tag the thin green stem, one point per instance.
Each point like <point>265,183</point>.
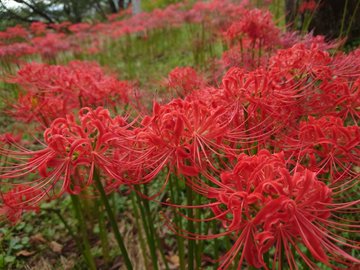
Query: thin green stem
<point>343,18</point>
<point>140,233</point>
<point>83,232</point>
<point>180,240</point>
<point>146,225</point>
<point>352,19</point>
<point>191,243</point>
<point>103,233</point>
<point>113,222</point>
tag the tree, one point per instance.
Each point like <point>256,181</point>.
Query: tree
<point>332,18</point>
<point>52,11</point>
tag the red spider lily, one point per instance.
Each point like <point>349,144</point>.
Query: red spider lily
<point>14,33</point>
<point>9,138</point>
<point>54,91</point>
<point>258,26</point>
<point>70,155</point>
<point>38,28</point>
<point>259,104</point>
<point>50,45</point>
<point>18,200</point>
<point>338,97</point>
<point>12,52</point>
<point>184,80</point>
<point>181,134</point>
<point>307,6</point>
<point>300,61</point>
<point>325,145</point>
<point>268,209</point>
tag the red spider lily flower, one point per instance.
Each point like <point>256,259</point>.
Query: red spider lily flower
<point>300,61</point>
<point>50,45</point>
<point>259,104</point>
<point>9,138</point>
<point>38,28</point>
<point>258,26</point>
<point>70,155</point>
<point>12,52</point>
<point>54,91</point>
<point>184,80</point>
<point>268,209</point>
<point>19,199</point>
<point>325,145</point>
<point>181,134</point>
<point>307,6</point>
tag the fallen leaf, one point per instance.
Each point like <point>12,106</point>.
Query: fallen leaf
<point>38,238</point>
<point>55,247</point>
<point>175,260</point>
<point>25,253</point>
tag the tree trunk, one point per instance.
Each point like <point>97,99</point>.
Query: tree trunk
<point>329,20</point>
<point>333,18</point>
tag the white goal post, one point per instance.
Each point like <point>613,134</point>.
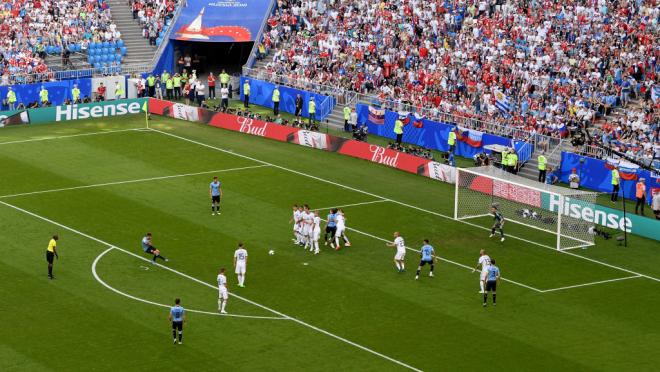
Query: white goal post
<point>562,212</point>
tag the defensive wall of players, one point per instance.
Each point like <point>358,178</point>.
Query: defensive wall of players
<point>600,215</point>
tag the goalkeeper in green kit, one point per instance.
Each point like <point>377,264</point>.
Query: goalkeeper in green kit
<point>499,222</point>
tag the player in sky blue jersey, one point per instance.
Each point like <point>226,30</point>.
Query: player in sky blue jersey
<point>492,278</point>
<point>177,317</point>
<point>428,257</point>
<point>215,192</point>
<point>331,227</point>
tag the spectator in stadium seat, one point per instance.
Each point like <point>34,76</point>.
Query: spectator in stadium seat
<point>574,180</point>
<point>276,100</point>
<point>655,205</point>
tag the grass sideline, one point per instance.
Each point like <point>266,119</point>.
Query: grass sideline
<point>354,293</point>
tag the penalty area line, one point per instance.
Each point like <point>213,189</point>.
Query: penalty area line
<point>74,135</point>
<point>300,322</point>
<point>392,201</point>
<point>108,286</point>
<point>591,283</point>
<point>132,181</point>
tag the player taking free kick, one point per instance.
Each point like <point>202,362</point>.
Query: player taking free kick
<point>240,264</point>
<point>428,257</point>
<point>215,192</point>
<point>399,257</point>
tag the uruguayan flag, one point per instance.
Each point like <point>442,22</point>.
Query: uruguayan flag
<point>502,102</point>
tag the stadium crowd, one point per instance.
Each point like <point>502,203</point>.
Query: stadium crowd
<point>31,29</point>
<point>153,16</point>
<point>544,67</point>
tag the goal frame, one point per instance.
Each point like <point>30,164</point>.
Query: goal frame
<point>509,178</point>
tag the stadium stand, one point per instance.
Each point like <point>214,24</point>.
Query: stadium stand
<point>32,31</point>
<point>544,67</point>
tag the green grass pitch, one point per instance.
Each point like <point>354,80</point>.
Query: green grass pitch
<point>102,184</point>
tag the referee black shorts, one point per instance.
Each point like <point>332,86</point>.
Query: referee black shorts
<point>491,285</point>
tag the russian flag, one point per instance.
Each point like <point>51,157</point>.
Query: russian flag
<point>502,102</point>
<point>471,137</point>
<point>376,115</point>
<point>563,131</point>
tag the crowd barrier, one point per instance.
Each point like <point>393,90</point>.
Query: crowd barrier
<point>431,134</point>
<point>59,91</point>
<point>261,93</point>
<point>357,149</point>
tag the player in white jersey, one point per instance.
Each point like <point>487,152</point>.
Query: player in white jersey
<point>223,294</point>
<point>399,257</point>
<point>484,264</point>
<point>296,224</point>
<point>316,233</point>
<point>240,264</point>
<point>341,229</point>
<point>307,226</point>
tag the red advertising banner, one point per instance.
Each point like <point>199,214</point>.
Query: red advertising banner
<point>345,146</point>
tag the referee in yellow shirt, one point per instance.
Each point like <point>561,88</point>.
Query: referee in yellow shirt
<point>51,253</point>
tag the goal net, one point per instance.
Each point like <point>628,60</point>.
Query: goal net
<point>559,211</point>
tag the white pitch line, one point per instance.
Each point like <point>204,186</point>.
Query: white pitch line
<point>443,259</point>
<point>305,324</point>
<point>394,201</point>
<point>98,279</point>
<point>353,205</point>
<point>73,135</point>
<point>592,283</point>
<point>131,181</point>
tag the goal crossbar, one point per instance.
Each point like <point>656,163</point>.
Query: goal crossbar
<point>524,202</point>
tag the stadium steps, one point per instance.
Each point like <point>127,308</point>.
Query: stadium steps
<point>78,61</point>
<point>138,49</point>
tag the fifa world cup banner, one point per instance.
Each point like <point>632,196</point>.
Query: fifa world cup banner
<point>221,20</point>
<point>322,141</point>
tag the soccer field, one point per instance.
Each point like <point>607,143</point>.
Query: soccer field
<point>102,184</point>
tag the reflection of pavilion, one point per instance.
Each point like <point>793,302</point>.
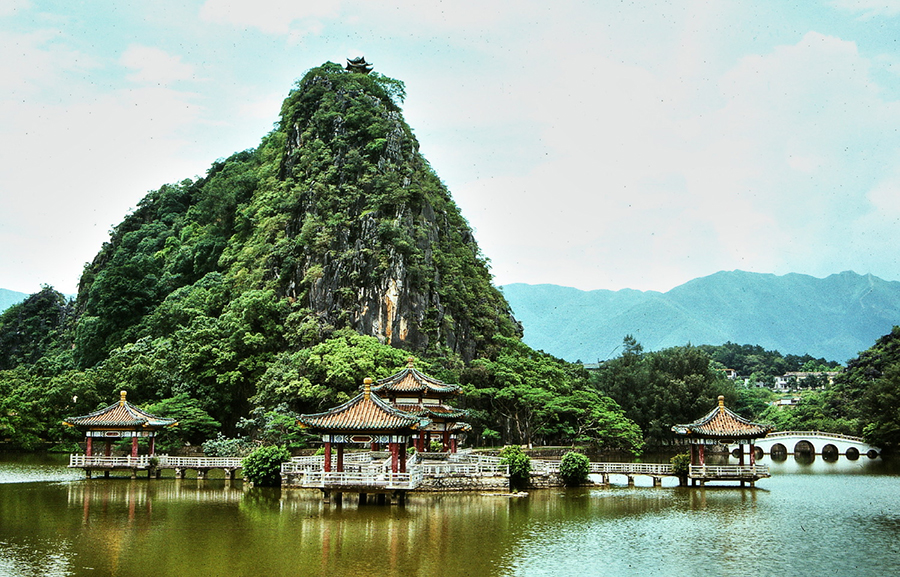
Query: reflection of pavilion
<point>722,426</point>
<point>121,420</point>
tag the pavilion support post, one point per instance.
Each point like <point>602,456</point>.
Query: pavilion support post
<point>395,457</point>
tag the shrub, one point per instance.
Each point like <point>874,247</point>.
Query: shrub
<point>681,464</point>
<point>519,466</point>
<point>263,466</point>
<point>223,446</point>
<point>574,469</point>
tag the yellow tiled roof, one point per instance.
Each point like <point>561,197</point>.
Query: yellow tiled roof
<point>723,423</point>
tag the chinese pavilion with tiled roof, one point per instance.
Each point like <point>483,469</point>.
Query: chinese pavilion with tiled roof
<point>364,419</point>
<point>412,391</point>
<point>118,421</point>
<point>721,426</point>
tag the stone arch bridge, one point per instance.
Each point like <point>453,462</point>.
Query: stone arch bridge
<point>816,443</point>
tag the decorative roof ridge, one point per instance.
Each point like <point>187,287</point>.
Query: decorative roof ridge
<point>132,411</point>
<point>365,396</point>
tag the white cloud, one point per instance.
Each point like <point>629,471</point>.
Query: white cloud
<point>869,8</point>
<point>270,16</point>
<point>155,66</point>
<point>9,7</point>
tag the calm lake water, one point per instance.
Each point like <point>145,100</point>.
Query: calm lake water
<point>837,519</point>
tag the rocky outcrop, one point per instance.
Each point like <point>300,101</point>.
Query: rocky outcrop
<point>377,243</point>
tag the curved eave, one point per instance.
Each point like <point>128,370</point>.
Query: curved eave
<point>362,413</point>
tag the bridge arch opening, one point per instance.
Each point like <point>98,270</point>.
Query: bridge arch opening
<point>804,448</point>
<point>804,452</point>
<point>778,452</point>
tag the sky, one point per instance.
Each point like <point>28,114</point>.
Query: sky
<point>601,144</point>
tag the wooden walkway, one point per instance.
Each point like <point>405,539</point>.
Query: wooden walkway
<point>154,466</point>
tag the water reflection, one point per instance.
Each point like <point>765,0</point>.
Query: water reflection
<point>810,517</point>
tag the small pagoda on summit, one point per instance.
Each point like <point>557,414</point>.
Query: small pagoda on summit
<point>721,426</point>
<point>364,419</point>
<point>412,391</point>
<point>121,420</point>
<point>359,64</point>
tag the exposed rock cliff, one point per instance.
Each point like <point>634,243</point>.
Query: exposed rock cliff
<point>377,243</point>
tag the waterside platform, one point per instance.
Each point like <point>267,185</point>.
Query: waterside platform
<point>154,465</point>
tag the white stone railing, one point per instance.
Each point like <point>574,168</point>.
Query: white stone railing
<point>161,461</point>
<point>728,471</point>
<point>542,466</point>
<point>820,434</point>
<point>365,479</point>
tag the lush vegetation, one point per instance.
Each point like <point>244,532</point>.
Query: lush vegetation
<point>762,365</point>
<point>263,466</point>
<point>574,468</point>
<point>275,283</point>
<point>519,466</point>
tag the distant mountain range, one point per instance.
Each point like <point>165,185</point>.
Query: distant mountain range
<point>835,317</point>
<point>8,298</point>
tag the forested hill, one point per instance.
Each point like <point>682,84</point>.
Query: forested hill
<point>835,317</point>
<point>275,283</point>
<point>9,298</point>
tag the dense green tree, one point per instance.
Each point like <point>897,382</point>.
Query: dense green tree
<point>660,389</point>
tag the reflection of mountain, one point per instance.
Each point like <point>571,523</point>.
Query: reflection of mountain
<point>835,317</point>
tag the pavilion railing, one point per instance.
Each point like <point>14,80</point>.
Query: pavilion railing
<point>728,471</point>
<point>161,461</point>
<point>652,469</point>
<point>377,479</point>
<point>821,434</point>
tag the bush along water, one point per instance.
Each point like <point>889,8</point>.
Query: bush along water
<point>263,466</point>
<point>519,466</point>
<point>574,469</point>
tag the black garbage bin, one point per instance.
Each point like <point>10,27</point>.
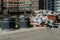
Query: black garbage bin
<point>58,18</point>
<point>24,22</point>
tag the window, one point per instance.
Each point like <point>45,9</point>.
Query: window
<point>35,7</point>
<point>21,8</point>
<point>0,9</point>
<point>28,7</point>
<point>10,2</point>
<point>34,0</point>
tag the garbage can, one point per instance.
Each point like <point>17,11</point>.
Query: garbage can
<point>58,18</point>
<point>8,23</point>
<point>24,22</point>
<point>5,24</point>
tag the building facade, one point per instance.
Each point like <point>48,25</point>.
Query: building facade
<point>21,6</point>
<point>50,5</point>
<point>57,6</point>
<point>42,4</point>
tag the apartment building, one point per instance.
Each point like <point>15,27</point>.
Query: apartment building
<point>20,6</point>
<point>57,6</point>
<point>50,5</point>
<point>0,5</point>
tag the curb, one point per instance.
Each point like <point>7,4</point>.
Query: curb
<point>22,30</point>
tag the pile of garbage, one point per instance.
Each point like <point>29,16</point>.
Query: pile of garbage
<point>43,18</point>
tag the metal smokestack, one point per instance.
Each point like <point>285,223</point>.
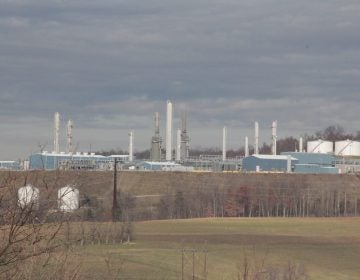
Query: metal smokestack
<point>224,142</point>
<point>56,132</point>
<point>131,144</point>
<point>246,146</point>
<point>178,145</point>
<point>185,140</point>
<point>69,128</point>
<point>256,144</point>
<point>301,147</point>
<point>169,119</point>
<point>155,153</point>
<point>274,137</point>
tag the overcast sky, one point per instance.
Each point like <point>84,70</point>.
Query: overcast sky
<point>109,65</point>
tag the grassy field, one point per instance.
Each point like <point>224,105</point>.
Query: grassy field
<point>326,248</point>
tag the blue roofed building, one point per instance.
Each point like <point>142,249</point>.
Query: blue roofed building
<point>10,165</point>
<point>274,163</point>
<point>76,161</point>
<point>317,163</point>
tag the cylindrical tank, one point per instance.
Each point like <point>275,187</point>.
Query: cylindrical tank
<point>68,198</point>
<point>347,148</point>
<point>28,196</point>
<point>320,146</point>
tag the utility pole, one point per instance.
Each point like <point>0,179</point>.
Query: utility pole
<point>115,208</point>
<point>193,278</point>
<point>182,264</point>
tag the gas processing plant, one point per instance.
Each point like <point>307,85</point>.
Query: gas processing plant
<point>320,156</point>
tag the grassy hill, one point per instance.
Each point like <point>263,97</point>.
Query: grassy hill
<point>321,248</point>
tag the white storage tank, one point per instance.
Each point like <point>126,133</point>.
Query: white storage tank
<point>320,146</point>
<point>347,148</point>
<point>68,198</point>
<point>28,196</point>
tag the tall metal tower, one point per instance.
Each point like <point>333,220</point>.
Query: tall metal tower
<point>274,137</point>
<point>224,143</point>
<point>56,132</point>
<point>131,146</point>
<point>185,140</point>
<point>169,121</point>
<point>69,136</point>
<point>156,141</point>
<point>256,144</point>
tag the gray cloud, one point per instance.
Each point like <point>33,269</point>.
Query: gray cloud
<point>109,65</point>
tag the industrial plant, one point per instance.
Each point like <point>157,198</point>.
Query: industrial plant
<point>320,156</point>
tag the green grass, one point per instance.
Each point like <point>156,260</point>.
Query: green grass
<point>328,248</point>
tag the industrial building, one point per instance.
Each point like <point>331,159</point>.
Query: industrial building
<point>77,161</point>
<point>10,165</point>
<point>163,166</point>
<point>273,163</point>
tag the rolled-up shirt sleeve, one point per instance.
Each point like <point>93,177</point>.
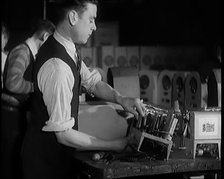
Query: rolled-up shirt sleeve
<point>89,78</point>
<point>55,81</point>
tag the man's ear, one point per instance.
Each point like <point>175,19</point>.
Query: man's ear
<point>73,17</point>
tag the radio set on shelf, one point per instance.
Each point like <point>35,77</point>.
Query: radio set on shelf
<point>204,139</point>
<point>154,131</point>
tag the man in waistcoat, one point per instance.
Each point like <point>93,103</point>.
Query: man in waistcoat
<point>58,75</point>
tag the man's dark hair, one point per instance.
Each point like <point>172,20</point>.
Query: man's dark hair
<point>61,7</point>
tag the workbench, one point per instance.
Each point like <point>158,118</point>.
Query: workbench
<point>176,164</point>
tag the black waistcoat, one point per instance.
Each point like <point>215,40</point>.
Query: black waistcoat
<point>43,157</point>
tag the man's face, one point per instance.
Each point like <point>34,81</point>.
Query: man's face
<point>85,24</point>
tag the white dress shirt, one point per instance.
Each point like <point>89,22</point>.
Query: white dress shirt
<point>56,80</point>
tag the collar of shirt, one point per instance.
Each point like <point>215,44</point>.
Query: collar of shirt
<point>30,42</point>
<point>69,46</point>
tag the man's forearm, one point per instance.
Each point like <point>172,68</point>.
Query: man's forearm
<point>106,92</point>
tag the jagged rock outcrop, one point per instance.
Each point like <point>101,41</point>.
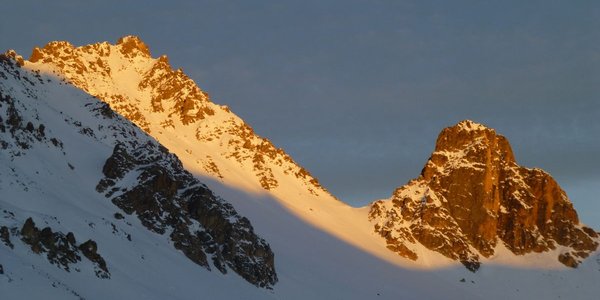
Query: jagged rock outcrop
<point>472,195</point>
<point>140,176</point>
<point>168,199</point>
<point>160,99</point>
<point>62,249</point>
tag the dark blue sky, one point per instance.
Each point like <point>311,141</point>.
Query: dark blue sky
<point>357,91</point>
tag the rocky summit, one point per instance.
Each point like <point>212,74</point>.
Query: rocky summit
<point>473,197</point>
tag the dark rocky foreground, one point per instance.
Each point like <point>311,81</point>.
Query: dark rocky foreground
<point>151,183</point>
<point>472,195</point>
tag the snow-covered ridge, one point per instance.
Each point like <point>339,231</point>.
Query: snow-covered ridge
<point>209,138</point>
<point>472,197</point>
<point>56,156</point>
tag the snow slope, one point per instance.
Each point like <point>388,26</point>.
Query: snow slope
<point>323,248</point>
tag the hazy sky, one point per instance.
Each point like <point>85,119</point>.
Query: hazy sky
<point>357,91</point>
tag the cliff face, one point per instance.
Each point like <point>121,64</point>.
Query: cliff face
<point>472,195</point>
<point>53,148</point>
<point>167,104</point>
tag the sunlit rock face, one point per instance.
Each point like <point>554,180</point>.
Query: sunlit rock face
<point>168,105</point>
<point>472,195</point>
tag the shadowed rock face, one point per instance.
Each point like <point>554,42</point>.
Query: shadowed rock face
<point>168,199</point>
<point>471,195</point>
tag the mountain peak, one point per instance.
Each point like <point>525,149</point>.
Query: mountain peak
<point>469,125</point>
<point>131,44</point>
<point>165,101</point>
<point>473,141</point>
<point>472,196</point>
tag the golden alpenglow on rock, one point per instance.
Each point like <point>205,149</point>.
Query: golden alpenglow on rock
<point>472,196</point>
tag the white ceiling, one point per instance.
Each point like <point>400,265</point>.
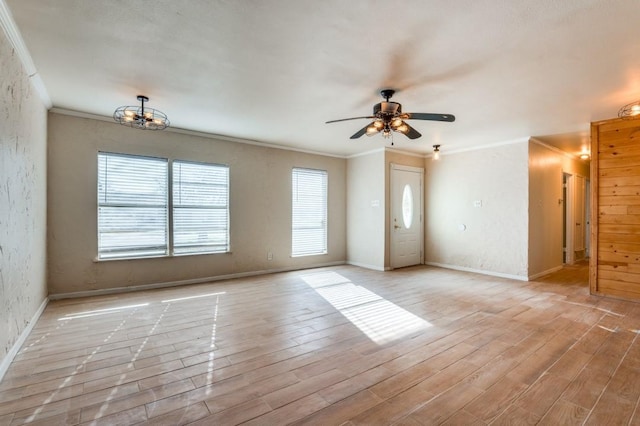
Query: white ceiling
<point>275,70</point>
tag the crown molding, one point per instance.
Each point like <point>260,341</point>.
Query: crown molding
<point>80,114</point>
<point>15,39</point>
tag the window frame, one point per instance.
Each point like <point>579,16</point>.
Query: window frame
<point>324,174</point>
<point>173,207</point>
<point>169,217</point>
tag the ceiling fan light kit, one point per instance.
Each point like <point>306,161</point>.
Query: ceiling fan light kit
<point>436,152</point>
<point>630,110</point>
<point>388,117</point>
<point>140,117</point>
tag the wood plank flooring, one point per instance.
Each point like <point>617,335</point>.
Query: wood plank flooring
<point>334,346</point>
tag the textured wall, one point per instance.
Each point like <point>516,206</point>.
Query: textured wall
<point>486,193</point>
<point>366,210</point>
<point>260,206</point>
<point>23,124</point>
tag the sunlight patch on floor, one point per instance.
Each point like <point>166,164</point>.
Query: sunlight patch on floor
<point>97,312</point>
<point>381,320</point>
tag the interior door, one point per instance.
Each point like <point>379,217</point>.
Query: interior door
<point>406,231</point>
<point>579,215</point>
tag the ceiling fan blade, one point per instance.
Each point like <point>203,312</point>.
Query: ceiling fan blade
<point>425,116</point>
<point>361,132</point>
<point>411,133</point>
<point>347,119</point>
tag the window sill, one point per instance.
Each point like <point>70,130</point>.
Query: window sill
<point>310,254</point>
<point>164,256</point>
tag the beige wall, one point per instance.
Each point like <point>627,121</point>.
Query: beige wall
<point>260,206</point>
<point>366,210</point>
<point>495,237</point>
<point>23,124</point>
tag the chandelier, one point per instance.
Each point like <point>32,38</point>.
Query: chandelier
<point>140,117</point>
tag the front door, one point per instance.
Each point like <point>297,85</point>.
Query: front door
<point>406,216</point>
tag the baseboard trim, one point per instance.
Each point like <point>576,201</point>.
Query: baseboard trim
<point>117,290</point>
<point>8,359</point>
<point>478,271</point>
<point>367,266</point>
<point>543,273</point>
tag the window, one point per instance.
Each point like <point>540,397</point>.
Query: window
<point>200,208</point>
<point>134,208</point>
<point>309,212</point>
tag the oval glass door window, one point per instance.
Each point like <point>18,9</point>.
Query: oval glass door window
<point>407,206</point>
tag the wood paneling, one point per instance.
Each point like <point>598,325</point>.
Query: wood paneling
<point>615,210</point>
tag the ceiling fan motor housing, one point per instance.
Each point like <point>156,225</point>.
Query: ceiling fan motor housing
<point>387,109</point>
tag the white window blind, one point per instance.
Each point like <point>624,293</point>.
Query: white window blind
<point>200,208</point>
<point>132,206</point>
<point>309,212</point>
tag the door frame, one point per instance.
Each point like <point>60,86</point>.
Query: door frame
<point>420,170</point>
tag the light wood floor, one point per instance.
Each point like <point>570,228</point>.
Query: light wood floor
<point>333,346</point>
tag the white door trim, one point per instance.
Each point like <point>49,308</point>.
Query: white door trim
<point>392,194</point>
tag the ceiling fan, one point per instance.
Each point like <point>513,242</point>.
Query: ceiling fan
<point>388,116</point>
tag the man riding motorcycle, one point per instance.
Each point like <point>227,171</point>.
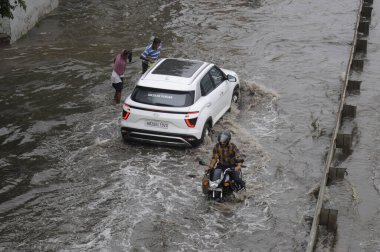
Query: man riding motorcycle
<point>225,155</point>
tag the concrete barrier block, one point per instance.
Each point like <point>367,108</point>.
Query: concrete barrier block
<point>357,64</point>
<point>366,12</point>
<point>363,27</point>
<point>349,111</point>
<point>361,46</point>
<point>353,85</point>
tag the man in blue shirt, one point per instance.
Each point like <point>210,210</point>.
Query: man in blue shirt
<point>151,54</point>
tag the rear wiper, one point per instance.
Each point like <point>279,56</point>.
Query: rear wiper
<point>163,104</point>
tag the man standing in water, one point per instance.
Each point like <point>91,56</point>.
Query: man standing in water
<point>224,155</point>
<point>151,54</point>
<point>117,77</point>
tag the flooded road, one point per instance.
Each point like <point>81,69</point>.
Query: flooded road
<point>69,183</point>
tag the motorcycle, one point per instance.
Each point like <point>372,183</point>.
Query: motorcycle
<point>220,184</point>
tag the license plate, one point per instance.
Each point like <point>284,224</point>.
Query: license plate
<point>157,124</point>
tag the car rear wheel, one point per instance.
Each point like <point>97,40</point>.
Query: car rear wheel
<point>205,132</point>
<point>235,97</point>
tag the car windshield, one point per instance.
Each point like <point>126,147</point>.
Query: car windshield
<point>162,97</point>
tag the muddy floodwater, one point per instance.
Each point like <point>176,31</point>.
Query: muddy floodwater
<point>69,183</point>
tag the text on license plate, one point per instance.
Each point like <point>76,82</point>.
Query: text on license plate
<point>158,124</point>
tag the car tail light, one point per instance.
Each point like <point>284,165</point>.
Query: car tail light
<point>126,111</point>
<point>191,119</point>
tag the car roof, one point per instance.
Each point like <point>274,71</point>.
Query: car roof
<point>173,74</point>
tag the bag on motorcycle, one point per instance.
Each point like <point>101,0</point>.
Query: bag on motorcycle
<point>205,184</point>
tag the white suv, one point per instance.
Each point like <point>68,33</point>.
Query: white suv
<point>177,101</point>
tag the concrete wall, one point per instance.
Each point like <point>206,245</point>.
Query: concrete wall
<point>23,21</point>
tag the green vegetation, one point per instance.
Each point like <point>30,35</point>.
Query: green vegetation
<point>6,7</point>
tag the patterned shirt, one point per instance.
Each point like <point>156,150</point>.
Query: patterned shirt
<point>224,155</point>
<point>149,52</point>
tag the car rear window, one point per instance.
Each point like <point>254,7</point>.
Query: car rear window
<point>180,68</point>
<point>162,97</point>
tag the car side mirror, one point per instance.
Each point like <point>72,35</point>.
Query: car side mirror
<point>231,78</point>
<point>201,162</point>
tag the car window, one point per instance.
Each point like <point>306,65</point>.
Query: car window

__Instructions to follow__: Copy out the lines of the data above, from the line holding "tag the cliff face, one point per instance." through the line holding "<point>169,217</point>", both included. Omit the pictures.

__Answer to this exercise__:
tag the cliff face, one point per instance.
Each point like <point>121,64</point>.
Query: cliff face
<point>472,195</point>
<point>53,148</point>
<point>167,104</point>
tag the sunlit rock face, one point per instance.
Each point like <point>554,180</point>.
Query: sunlit rock face
<point>168,105</point>
<point>472,195</point>
tag the shadowed rock face, one point per instance.
Each point like <point>554,42</point>.
Query: shadowed rock face
<point>168,199</point>
<point>471,195</point>
tag the mountain peak, one point per instance.
Each point like <point>525,149</point>.
Query: mountain peak
<point>469,125</point>
<point>131,44</point>
<point>165,101</point>
<point>473,141</point>
<point>472,196</point>
tag the golden alpenglow on rock, one point per instance.
Each point like <point>205,149</point>.
Query: golden alpenglow on rock
<point>472,196</point>
tag the white ceiling, one point per instance.
Each point like <point>400,265</point>.
Query: white ceiling
<point>275,70</point>
tag the crown molding, one point per instance.
Each point like <point>260,341</point>.
Query: crown molding
<point>80,114</point>
<point>15,39</point>
tag the window frame, one point per instance.
Each point like <point>579,16</point>.
Query: window frame
<point>324,174</point>
<point>173,207</point>
<point>169,217</point>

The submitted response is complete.